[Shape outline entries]
#####

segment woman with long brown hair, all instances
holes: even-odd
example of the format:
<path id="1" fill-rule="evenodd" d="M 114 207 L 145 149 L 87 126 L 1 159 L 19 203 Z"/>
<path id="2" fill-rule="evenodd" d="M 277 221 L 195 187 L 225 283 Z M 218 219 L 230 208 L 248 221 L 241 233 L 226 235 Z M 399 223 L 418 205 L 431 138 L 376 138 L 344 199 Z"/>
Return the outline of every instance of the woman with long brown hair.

#####

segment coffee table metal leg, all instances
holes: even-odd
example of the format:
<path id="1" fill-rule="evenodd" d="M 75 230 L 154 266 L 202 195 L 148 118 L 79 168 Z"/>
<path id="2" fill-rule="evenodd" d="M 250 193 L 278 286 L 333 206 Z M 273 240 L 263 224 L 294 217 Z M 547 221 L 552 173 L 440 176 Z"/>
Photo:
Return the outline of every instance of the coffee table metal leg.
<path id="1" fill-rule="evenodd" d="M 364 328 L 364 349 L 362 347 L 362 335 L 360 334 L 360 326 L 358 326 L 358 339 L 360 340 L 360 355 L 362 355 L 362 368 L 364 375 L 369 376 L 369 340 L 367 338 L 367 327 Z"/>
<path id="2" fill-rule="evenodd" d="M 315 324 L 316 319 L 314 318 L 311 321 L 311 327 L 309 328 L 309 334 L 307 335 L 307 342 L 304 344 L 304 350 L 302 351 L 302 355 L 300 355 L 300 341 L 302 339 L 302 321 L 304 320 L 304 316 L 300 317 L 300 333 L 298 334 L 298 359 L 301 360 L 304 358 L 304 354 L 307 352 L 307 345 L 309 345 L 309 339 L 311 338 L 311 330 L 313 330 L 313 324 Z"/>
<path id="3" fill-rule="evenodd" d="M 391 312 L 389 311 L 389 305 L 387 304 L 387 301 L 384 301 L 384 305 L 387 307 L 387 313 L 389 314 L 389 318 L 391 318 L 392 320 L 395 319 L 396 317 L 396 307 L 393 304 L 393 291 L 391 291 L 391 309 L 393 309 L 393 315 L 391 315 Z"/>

#####

EXERCISE:
Which lines in the listing above contain the word "table"? Find them and copy each one.

THE SOLUTION:
segment coffee table metal leg, all instances
Return the outline of every instance of the coffee table metal leg.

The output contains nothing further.